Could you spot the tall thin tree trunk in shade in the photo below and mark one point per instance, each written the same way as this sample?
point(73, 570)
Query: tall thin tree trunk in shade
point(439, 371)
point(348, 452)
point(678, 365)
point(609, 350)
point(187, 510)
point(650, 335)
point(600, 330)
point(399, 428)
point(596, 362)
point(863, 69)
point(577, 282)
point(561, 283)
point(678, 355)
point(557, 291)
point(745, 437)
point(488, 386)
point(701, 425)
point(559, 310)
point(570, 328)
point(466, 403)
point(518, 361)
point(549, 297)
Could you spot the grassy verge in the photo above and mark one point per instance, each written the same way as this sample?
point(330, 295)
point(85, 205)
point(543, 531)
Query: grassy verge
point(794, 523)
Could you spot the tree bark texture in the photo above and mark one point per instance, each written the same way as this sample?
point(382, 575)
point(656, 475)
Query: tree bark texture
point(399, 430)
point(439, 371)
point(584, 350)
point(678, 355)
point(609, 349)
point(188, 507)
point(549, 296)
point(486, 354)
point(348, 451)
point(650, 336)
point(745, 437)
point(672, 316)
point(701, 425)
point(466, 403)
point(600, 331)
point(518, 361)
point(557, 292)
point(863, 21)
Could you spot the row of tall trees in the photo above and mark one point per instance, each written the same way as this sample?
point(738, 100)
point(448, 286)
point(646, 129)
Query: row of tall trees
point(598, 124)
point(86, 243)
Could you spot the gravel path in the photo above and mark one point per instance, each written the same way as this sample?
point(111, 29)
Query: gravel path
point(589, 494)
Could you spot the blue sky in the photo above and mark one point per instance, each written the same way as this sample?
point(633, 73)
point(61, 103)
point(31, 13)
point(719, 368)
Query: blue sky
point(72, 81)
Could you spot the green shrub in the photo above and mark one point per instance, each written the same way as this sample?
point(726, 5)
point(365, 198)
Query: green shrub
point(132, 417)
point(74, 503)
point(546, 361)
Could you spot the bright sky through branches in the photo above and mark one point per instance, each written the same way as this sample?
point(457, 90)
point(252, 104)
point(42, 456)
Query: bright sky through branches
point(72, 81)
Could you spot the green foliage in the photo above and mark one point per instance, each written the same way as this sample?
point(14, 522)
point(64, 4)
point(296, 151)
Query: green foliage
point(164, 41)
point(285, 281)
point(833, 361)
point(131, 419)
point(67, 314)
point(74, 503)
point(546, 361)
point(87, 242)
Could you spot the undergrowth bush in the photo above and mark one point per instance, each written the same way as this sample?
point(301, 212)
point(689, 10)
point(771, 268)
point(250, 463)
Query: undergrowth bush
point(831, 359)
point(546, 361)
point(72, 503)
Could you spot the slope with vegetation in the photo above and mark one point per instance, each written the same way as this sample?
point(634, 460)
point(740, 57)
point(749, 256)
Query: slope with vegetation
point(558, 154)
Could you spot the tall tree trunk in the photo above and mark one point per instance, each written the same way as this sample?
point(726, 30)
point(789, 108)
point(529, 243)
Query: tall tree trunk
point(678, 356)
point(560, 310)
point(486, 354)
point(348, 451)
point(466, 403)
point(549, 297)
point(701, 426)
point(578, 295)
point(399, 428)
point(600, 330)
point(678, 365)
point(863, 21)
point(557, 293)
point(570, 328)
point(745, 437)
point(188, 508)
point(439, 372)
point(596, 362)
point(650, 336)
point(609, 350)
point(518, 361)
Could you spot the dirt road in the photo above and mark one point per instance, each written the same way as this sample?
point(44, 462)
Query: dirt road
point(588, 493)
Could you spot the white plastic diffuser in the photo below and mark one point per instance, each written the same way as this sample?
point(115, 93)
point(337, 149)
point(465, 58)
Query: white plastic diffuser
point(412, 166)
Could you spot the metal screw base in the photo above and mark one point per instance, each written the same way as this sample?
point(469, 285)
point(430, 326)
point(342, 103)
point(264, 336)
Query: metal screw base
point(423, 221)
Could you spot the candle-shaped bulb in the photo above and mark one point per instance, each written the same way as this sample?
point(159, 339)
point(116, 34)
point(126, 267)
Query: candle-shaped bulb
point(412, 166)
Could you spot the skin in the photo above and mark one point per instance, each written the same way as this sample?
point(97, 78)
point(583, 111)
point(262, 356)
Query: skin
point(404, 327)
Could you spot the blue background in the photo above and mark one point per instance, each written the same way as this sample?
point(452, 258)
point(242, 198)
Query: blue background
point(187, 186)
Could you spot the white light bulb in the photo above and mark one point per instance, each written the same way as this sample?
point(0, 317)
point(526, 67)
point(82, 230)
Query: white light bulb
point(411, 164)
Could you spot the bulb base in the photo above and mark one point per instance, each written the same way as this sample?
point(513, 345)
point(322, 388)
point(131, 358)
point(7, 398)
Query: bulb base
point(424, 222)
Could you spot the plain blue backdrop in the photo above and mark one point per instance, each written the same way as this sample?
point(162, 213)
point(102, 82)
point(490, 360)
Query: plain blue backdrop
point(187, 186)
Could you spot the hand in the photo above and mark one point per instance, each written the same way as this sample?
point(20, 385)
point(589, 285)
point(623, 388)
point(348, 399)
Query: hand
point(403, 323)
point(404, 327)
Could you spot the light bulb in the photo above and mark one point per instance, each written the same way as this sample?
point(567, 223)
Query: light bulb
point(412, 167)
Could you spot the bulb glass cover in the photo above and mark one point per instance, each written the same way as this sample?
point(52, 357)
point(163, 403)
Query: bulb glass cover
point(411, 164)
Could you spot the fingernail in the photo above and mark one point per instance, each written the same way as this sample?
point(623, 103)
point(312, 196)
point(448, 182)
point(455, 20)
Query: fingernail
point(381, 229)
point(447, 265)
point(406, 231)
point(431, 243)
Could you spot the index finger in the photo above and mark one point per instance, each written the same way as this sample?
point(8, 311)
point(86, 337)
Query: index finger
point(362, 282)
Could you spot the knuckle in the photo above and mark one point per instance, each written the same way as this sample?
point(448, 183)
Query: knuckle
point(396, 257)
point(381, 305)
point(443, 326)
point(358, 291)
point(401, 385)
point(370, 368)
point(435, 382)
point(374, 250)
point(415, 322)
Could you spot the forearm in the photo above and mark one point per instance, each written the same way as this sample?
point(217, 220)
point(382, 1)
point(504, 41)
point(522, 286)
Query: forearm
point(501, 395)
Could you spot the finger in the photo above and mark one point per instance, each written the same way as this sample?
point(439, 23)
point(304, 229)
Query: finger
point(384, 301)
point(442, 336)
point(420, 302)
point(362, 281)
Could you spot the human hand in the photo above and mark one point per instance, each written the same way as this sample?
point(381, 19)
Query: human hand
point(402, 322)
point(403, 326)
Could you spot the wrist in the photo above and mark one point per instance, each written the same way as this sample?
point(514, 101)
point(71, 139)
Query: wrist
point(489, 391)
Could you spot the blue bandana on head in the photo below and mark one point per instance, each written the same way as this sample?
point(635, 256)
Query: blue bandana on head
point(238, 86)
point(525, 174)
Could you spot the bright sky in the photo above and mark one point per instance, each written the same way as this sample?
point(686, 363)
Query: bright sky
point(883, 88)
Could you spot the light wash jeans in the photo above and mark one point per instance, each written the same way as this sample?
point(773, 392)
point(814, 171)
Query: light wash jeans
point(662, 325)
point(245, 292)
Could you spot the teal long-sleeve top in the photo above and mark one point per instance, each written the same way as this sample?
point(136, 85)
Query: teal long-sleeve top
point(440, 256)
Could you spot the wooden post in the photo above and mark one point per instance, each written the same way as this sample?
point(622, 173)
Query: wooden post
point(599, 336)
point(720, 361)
^^^^^^^^
Arrange the entire listing above as a JSON list of strings, with one string for each line and any blank lines left out.

REPLY TO THE EXERCISE ::
[
  "Could you spot the tall thin tree trunk in shade in the photo below and mark one point per instance, each written the same way as this sample?",
  "point(73, 570)",
  "Query: tall thin tree trunk in shade",
  "point(439, 371)",
  "point(348, 452)",
  "point(678, 365)",
  "point(609, 350)",
  "point(187, 510)",
  "point(650, 335)",
  "point(600, 330)",
  "point(399, 428)",
  "point(596, 362)",
  "point(863, 69)",
  "point(577, 282)",
  "point(561, 283)",
  "point(678, 355)",
  "point(557, 291)",
  "point(745, 437)",
  "point(488, 386)",
  "point(701, 425)",
  "point(559, 310)",
  "point(570, 328)",
  "point(466, 403)",
  "point(518, 361)",
  "point(549, 297)",
  "Could you spot the grassy verge in the photo above and mark one point per instance, each written the same way as this sample?",
  "point(330, 295)",
  "point(85, 205)",
  "point(543, 531)",
  "Query: grassy verge",
  "point(794, 523)",
  "Could you spot the tree bark texture in the photo above and mark one point per instance, each written the same way as this sample?",
  "point(382, 575)",
  "point(656, 475)",
  "Query: tree bark texture",
  "point(399, 430)",
  "point(439, 371)",
  "point(584, 350)",
  "point(678, 355)",
  "point(609, 349)",
  "point(188, 507)",
  "point(549, 296)",
  "point(486, 354)",
  "point(348, 451)",
  "point(650, 336)",
  "point(745, 437)",
  "point(672, 316)",
  "point(701, 425)",
  "point(466, 403)",
  "point(600, 331)",
  "point(518, 361)",
  "point(557, 292)",
  "point(863, 21)",
  "Could you spot the row of tall trees in the photo above and mark one point per instance, each written the same way as this sample?",
  "point(738, 100)",
  "point(448, 286)",
  "point(646, 129)",
  "Query: row of tall trees",
  "point(598, 124)",
  "point(86, 243)",
  "Could you spot the gravel path in the photo above and mark one point per instance, each written the same way as this sample?",
  "point(111, 29)",
  "Query: gravel path",
  "point(589, 494)",
  "Could you spot the blue sky in the photo above and mark one point per instance, each written the same way as this sample?",
  "point(633, 73)",
  "point(61, 103)",
  "point(31, 13)",
  "point(719, 368)",
  "Query: blue sky",
  "point(72, 81)",
  "Could you spot the green shrub in the photo above and mark one point per instance, each written the same way as this sample?",
  "point(726, 5)",
  "point(365, 198)",
  "Query: green shrub",
  "point(132, 417)",
  "point(74, 503)",
  "point(546, 361)",
  "Could you spot the bright sky through branches in the photo above and mark one point per instance, each written the same way as this sample?",
  "point(457, 90)",
  "point(252, 104)",
  "point(42, 456)",
  "Query: bright sky through branches",
  "point(72, 81)",
  "Could you spot the green foliage in the photo above and mark one point per instance, each written the same way as this sample?",
  "point(14, 522)",
  "point(64, 4)",
  "point(296, 151)",
  "Query: green foliage",
  "point(164, 41)",
  "point(285, 281)",
  "point(833, 361)",
  "point(131, 419)",
  "point(67, 314)",
  "point(74, 503)",
  "point(546, 361)",
  "point(87, 242)",
  "Could you spot the undergrowth bush in the photo above and mark one point per instance, each written the same way as this sample?",
  "point(301, 212)",
  "point(689, 10)",
  "point(771, 268)",
  "point(250, 463)",
  "Query: undergrowth bush",
  "point(831, 359)",
  "point(546, 361)",
  "point(72, 503)",
  "Could you spot the slope with vegetation in the photo above and mark one point per instance, each written the same way as this sample?",
  "point(634, 460)",
  "point(740, 57)",
  "point(749, 256)",
  "Query: slope with vegetation",
  "point(558, 154)",
  "Could you spot the tall tree trunk in the photo above and mark one point per instance, each written the same way as this sample?",
  "point(726, 30)",
  "point(789, 108)",
  "point(529, 243)",
  "Query: tall tree trunk",
  "point(678, 356)",
  "point(560, 310)",
  "point(486, 354)",
  "point(348, 451)",
  "point(466, 403)",
  "point(549, 297)",
  "point(701, 426)",
  "point(578, 295)",
  "point(399, 428)",
  "point(600, 330)",
  "point(678, 365)",
  "point(863, 21)",
  "point(557, 293)",
  "point(570, 328)",
  "point(745, 437)",
  "point(188, 508)",
  "point(439, 372)",
  "point(596, 362)",
  "point(650, 336)",
  "point(609, 350)",
  "point(518, 361)",
  "Could you spot the dirt road in the photo above and mark one point per instance, each written the same way as this sample?",
  "point(44, 462)",
  "Query: dirt road",
  "point(588, 493)",
  "Could you spot the white plastic diffuser in the photo below and mark one point per instance, each written the same way as this sample?",
  "point(115, 93)",
  "point(337, 149)",
  "point(465, 58)",
  "Query: white plastic diffuser",
  "point(412, 166)",
  "Could you spot the metal screw base in the photo above and mark one point per instance, each written the same way as this sample?",
  "point(469, 285)",
  "point(430, 326)",
  "point(342, 103)",
  "point(264, 336)",
  "Query: metal screw base",
  "point(423, 221)",
  "Could you spot the candle-shaped bulb in the photo above and mark one point per instance, each written the same way as this sample?",
  "point(159, 339)",
  "point(116, 34)",
  "point(126, 267)",
  "Query: candle-shaped bulb",
  "point(412, 166)",
  "Could you spot the skin in the photo above and mark one point per instance, each written the same way as this sample?",
  "point(97, 78)",
  "point(583, 111)",
  "point(262, 356)",
  "Query: skin",
  "point(404, 327)",
  "Could you spot the blue background in the photo above and mark one point per instance, each written the same way as this sample?",
  "point(452, 258)",
  "point(242, 198)",
  "Query: blue background",
  "point(187, 186)",
  "Could you spot the white light bulb in the photo above and mark one point per instance, each written the same way as this sample?",
  "point(0, 317)",
  "point(526, 67)",
  "point(82, 230)",
  "Query: white light bulb",
  "point(411, 164)",
  "Could you spot the bulb base in the photo above and mark one point per instance, each written the same way as this sample?",
  "point(513, 345)",
  "point(322, 388)",
  "point(131, 358)",
  "point(7, 398)",
  "Query: bulb base",
  "point(424, 222)",
  "Could you spot the plain blue backdrop in the photo above and mark one point per instance, each written the same way as this sample?",
  "point(162, 213)",
  "point(102, 82)",
  "point(490, 360)",
  "Query: plain blue backdrop",
  "point(187, 186)",
  "Could you spot the hand in the photo above and mark one point per instance, each written the same way as this sample?",
  "point(20, 385)",
  "point(589, 285)",
  "point(623, 388)",
  "point(348, 399)",
  "Query: hand",
  "point(403, 323)",
  "point(404, 327)",
  "Could you spot the light bulb in the photo above and mark one point per instance, each written the same way as this sample?",
  "point(567, 223)",
  "Query: light bulb",
  "point(412, 167)",
  "Could you spot the bulb glass cover in the photo above and mark one point per instance, each written the same way as this sample?",
  "point(52, 357)",
  "point(163, 403)",
  "Query: bulb glass cover",
  "point(411, 164)",
  "Could you spot the fingernail in the photo above and mark one point per instance, each written the same way as this sample?",
  "point(623, 103)",
  "point(312, 196)",
  "point(448, 182)",
  "point(455, 20)",
  "Query: fingernail",
  "point(381, 229)",
  "point(447, 265)",
  "point(406, 231)",
  "point(431, 243)",
  "Could you spot the index finger in the photo above and mark one point per instance, each written the same way as this sample?",
  "point(8, 311)",
  "point(86, 337)",
  "Query: index finger",
  "point(362, 282)",
  "Could you spot the knuckle in the photo above and mark one point per instance, each written the same way as this sample?",
  "point(448, 183)",
  "Query: knuckle",
  "point(396, 257)",
  "point(381, 305)",
  "point(443, 326)",
  "point(358, 291)",
  "point(401, 385)",
  "point(370, 368)",
  "point(435, 382)",
  "point(374, 250)",
  "point(415, 322)",
  "Could you spot the forearm in the photo above and mark one point per instance, each written the same way as this sample?",
  "point(217, 220)",
  "point(382, 1)",
  "point(504, 41)",
  "point(522, 286)",
  "Query: forearm",
  "point(501, 395)",
  "Could you spot the finger in the photo above and mark one point per instance, each written the same way as this sample?",
  "point(439, 23)",
  "point(304, 229)",
  "Query: finger",
  "point(384, 301)",
  "point(442, 336)",
  "point(420, 302)",
  "point(362, 281)",
  "Could you spot the human hand in the photo above and mark one point per instance, each written the same way as this sample?",
  "point(381, 19)",
  "Query: human hand",
  "point(402, 322)",
  "point(403, 326)",
  "Could you spot the wrist in the photo above and mark one point per instance, each written the same way as this sample?",
  "point(514, 101)",
  "point(71, 139)",
  "Query: wrist",
  "point(489, 391)",
  "Could you spot the blue bandana on head in the photo below and mark one point per instance, each written the same way as this sample?",
  "point(635, 256)",
  "Query: blue bandana on head",
  "point(238, 86)",
  "point(525, 174)",
  "Could you spot the bright sky in the photo above and mark one point per instance, each written the same way as this sample?",
  "point(686, 363)",
  "Query: bright sky",
  "point(883, 88)",
  "Could you spot the light wash jeans in the photo above and mark one point per instance, each written the same way as this sample?",
  "point(773, 392)",
  "point(814, 171)",
  "Query: light wash jeans",
  "point(662, 325)",
  "point(245, 292)",
  "Could you spot the teal long-sleeve top in the photo above and mark one point per instance, each written the same way as this sample?",
  "point(136, 85)",
  "Query: teal long-sleeve top",
  "point(440, 256)",
  "Could you spot the wooden post in the photo above and mark one point per instance, each written the same way as this sample?",
  "point(622, 173)",
  "Query: wooden post",
  "point(599, 336)",
  "point(720, 361)"
]